**What is being asked:** Skip the images and copy each record exactly as written.

--------

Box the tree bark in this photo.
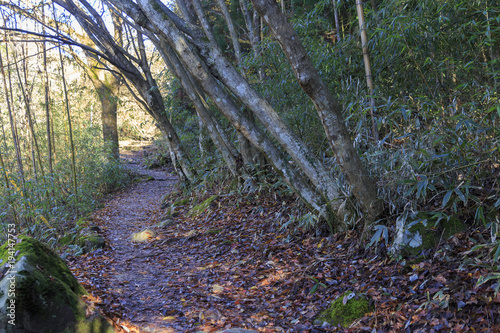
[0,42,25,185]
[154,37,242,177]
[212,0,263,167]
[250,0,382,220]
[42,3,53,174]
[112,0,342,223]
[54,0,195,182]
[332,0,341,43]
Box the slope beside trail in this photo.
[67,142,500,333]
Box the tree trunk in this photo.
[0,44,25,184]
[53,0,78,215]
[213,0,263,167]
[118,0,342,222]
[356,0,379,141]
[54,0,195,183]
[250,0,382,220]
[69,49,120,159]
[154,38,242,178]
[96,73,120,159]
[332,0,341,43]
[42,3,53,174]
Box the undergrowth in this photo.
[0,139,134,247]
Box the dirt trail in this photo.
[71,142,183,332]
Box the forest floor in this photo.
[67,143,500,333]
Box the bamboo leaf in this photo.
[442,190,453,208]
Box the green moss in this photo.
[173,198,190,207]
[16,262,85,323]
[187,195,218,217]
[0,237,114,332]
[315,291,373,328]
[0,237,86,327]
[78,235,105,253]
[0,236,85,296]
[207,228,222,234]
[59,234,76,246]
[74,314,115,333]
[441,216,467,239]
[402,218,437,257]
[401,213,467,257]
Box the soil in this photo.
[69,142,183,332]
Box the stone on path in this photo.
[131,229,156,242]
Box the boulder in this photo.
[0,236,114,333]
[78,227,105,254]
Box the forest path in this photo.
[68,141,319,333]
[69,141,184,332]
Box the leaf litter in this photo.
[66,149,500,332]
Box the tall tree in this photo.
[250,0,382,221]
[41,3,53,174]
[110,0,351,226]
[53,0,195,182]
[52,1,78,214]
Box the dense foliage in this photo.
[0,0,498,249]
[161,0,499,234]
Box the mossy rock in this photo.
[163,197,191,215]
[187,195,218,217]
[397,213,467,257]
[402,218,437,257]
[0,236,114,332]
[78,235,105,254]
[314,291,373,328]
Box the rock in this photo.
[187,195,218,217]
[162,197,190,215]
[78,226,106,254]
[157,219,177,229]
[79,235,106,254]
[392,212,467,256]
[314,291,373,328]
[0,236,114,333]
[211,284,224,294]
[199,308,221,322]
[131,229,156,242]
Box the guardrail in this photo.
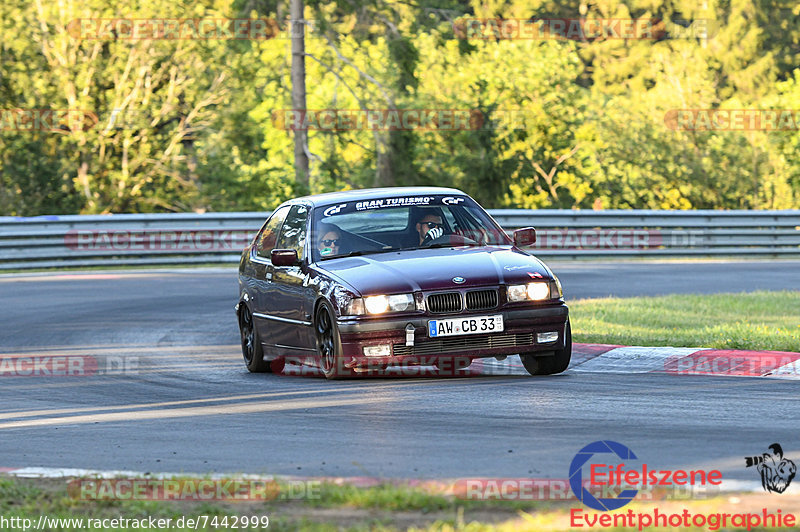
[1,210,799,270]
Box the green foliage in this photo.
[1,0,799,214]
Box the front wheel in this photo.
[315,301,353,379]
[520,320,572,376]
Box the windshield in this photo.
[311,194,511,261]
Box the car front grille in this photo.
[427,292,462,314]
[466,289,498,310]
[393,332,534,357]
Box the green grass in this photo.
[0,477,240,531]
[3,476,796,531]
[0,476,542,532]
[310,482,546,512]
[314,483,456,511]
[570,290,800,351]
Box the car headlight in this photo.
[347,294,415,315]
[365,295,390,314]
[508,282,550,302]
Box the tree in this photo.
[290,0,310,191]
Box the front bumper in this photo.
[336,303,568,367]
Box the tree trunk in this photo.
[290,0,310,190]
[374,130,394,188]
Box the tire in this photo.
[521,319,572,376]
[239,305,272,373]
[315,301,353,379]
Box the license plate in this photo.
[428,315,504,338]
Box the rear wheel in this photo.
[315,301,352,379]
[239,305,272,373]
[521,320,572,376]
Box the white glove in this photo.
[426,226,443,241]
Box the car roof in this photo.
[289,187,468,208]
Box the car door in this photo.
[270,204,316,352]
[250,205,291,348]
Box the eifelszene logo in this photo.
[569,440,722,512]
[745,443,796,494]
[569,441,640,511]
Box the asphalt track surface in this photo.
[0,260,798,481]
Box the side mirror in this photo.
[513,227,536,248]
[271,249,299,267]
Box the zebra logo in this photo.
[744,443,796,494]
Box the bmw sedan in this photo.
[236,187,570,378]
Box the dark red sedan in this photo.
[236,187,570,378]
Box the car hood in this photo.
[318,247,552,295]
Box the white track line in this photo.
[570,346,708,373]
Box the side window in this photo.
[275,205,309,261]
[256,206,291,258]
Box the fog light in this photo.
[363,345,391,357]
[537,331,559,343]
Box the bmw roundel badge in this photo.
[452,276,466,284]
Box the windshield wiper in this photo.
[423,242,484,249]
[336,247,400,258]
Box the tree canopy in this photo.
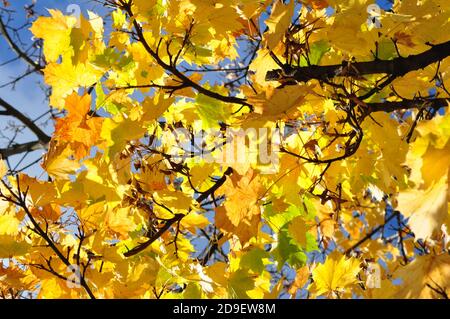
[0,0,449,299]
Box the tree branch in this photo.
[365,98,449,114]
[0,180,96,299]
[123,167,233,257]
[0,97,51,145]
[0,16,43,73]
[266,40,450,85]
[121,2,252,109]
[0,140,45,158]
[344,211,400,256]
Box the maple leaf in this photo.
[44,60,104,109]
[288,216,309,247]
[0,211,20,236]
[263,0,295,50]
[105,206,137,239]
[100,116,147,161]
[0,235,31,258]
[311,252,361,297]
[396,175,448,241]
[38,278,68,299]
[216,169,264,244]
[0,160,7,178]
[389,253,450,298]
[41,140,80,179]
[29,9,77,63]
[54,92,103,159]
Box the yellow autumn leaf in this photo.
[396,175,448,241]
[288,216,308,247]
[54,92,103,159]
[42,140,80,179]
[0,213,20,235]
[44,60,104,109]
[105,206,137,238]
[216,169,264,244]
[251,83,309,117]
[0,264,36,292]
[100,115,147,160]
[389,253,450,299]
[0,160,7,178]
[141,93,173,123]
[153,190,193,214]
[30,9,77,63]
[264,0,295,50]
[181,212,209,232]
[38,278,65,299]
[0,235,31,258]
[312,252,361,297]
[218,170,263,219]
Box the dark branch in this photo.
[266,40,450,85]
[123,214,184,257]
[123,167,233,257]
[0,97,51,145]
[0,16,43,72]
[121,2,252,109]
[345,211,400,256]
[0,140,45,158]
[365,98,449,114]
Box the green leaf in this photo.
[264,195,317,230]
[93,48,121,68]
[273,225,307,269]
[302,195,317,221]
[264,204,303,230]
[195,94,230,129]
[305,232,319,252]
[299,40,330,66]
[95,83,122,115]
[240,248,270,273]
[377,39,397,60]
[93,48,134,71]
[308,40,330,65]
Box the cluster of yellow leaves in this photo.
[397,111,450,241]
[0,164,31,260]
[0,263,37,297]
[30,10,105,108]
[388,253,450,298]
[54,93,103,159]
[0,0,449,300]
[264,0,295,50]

--------

**Output of the exercise:**
Box the tree bark in this photo.
[0,42,25,185]
[154,37,242,177]
[212,0,263,167]
[250,0,382,220]
[42,3,53,174]
[112,0,342,223]
[54,0,195,182]
[332,0,341,43]
Box the slope beside trail in this photo.
[67,142,500,333]
Box the tree trunk in this photo.
[0,44,25,184]
[53,0,78,215]
[213,0,263,167]
[118,0,342,222]
[356,0,379,141]
[54,0,195,183]
[250,0,382,220]
[69,49,120,159]
[154,38,242,178]
[96,73,120,159]
[332,0,341,43]
[42,3,53,174]
Box the undergrowth in this photo.
[0,139,134,247]
Box the dirt trail in this photo.
[71,142,183,332]
Box the forest floor in this photo.
[67,143,500,333]
Box the bamboo leaf in this photo.
[442,190,453,208]
Box the green moss in this photo.
[173,198,190,207]
[16,262,85,323]
[187,195,218,217]
[0,237,114,332]
[315,291,373,328]
[0,237,86,327]
[78,235,105,253]
[0,236,85,296]
[207,228,222,234]
[59,234,76,246]
[74,314,115,333]
[441,216,467,239]
[402,218,437,257]
[401,213,467,257]
Box the soil in this photo.
[69,142,183,332]
Box the stone on path in this photo.
[131,229,156,242]
Box the boulder in this photo.
[0,236,114,333]
[78,227,105,254]
Box the forest path in this photo.
[68,141,319,333]
[69,141,184,332]
Box the leaf litter in this photo.
[66,149,500,332]
Box the tall tree in this photo.
[250,0,382,221]
[41,3,53,174]
[110,0,351,226]
[53,0,195,182]
[52,1,78,214]
Box the dense foliage in this photo.
[0,0,498,249]
[161,0,499,234]
Box the mossy rock in this photo.
[163,197,191,215]
[187,195,218,217]
[397,213,467,257]
[402,218,437,257]
[0,236,114,332]
[78,235,105,254]
[314,291,373,328]
Box the rock in this photo.
[187,195,218,217]
[162,197,190,215]
[78,226,106,254]
[157,219,177,229]
[79,235,106,254]
[392,212,467,256]
[314,291,373,328]
[0,236,114,333]
[211,284,224,294]
[199,308,221,322]
[131,229,156,242]
Box the guardrail in this photo.
[1,210,799,270]
Box the green foliage in this photo.
[1,0,799,214]
Box the front wheel in this photo.
[315,301,353,379]
[520,320,572,376]
Box the windshield in this photo.
[311,194,511,261]
Box the car front grille in this photo.
[427,292,462,314]
[466,289,498,310]
[393,332,534,357]
Box the green grass in this photo.
[0,477,240,531]
[3,476,796,531]
[0,476,542,532]
[310,482,546,512]
[314,483,456,511]
[570,290,800,351]
Box the car headlight in this photo.
[347,294,415,315]
[365,295,390,314]
[508,282,550,302]
Box the tree in this photo.
[290,0,310,191]
Box the front bumper in this photo.
[336,303,568,367]
Box the tree trunk in this photo.
[290,0,310,190]
[374,130,394,188]
Box the tire in this photo.
[521,319,572,376]
[239,305,272,373]
[315,301,353,379]
Box the license plate in this photo.
[428,315,504,338]
Box the rear wheel in this photo.
[315,301,352,379]
[239,305,272,373]
[521,320,572,376]
Box the white glove in this photo.
[426,226,443,241]
Box the car roof in this photo.
[289,187,468,208]
Box the car door in this photo.
[270,204,316,352]
[250,205,291,348]
Box the eifelszene logo in this photo.
[569,440,722,512]
[745,443,796,494]
[569,441,640,511]
Box the asphalt track surface in this photo.
[0,260,798,481]
Box the side mirror in this photo.
[513,227,536,248]
[271,249,299,267]
Box the zebra logo in this photo.
[744,443,796,494]
Box the bmw sedan in this photo.
[236,187,570,378]
Box the dark red sedan in this photo.
[236,187,570,378]
Box the car hood in this photo.
[318,247,552,295]
Box the white track line in this photo.
[570,346,708,373]
Box the side window in this photo.
[275,205,309,261]
[256,206,291,258]
Box the fog light in this photo.
[363,345,391,357]
[537,331,559,343]
Box the bmw roundel badge in this photo.
[452,276,466,284]
Box the windshield wiper in this photo.
[423,242,484,249]
[336,247,400,258]
Box the tree canopy in this photo.
[0,0,449,299]
Box the tree branch in this photo.
[365,98,449,114]
[0,180,96,299]
[123,167,233,257]
[0,97,51,145]
[0,16,43,73]
[266,40,450,85]
[121,2,252,109]
[0,140,45,158]
[344,211,400,256]
Box the maple leaf in this photo.
[44,60,104,109]
[288,216,309,247]
[0,211,20,236]
[263,0,295,50]
[105,206,137,239]
[100,116,147,161]
[0,235,31,258]
[311,252,361,297]
[396,175,448,241]
[38,278,68,299]
[216,169,264,244]
[0,160,7,178]
[389,253,450,298]
[41,140,80,179]
[29,9,77,63]
[54,92,103,159]
Box the yellow autumn leaf in this photo.
[396,175,448,241]
[288,216,308,247]
[54,92,103,159]
[42,140,80,179]
[0,213,20,235]
[44,60,104,109]
[105,206,137,238]
[216,169,264,244]
[251,83,309,117]
[0,264,36,292]
[100,115,147,160]
[389,253,450,299]
[0,160,7,178]
[141,93,173,123]
[153,190,193,214]
[30,9,77,63]
[264,0,295,50]
[181,212,209,232]
[38,278,65,299]
[0,235,31,258]
[312,252,361,297]
[218,170,263,219]
Box the dark branch in this photo.
[266,40,450,85]
[123,214,184,257]
[123,167,233,257]
[0,97,51,145]
[0,16,43,72]
[121,2,252,109]
[345,211,400,256]
[0,140,45,158]
[365,98,449,114]
Box the green leaf in this photo.
[264,195,317,230]
[93,48,121,68]
[273,225,307,269]
[302,195,317,221]
[264,204,303,230]
[195,94,230,129]
[305,232,319,252]
[299,40,330,66]
[95,83,122,115]
[240,248,270,273]
[377,39,397,60]
[93,48,134,71]
[308,40,330,65]
Box the cluster of yellow leaves in this photo.
[397,111,450,241]
[0,164,31,260]
[0,263,37,297]
[30,10,105,108]
[388,253,450,298]
[54,93,103,159]
[0,0,449,300]
[264,0,295,50]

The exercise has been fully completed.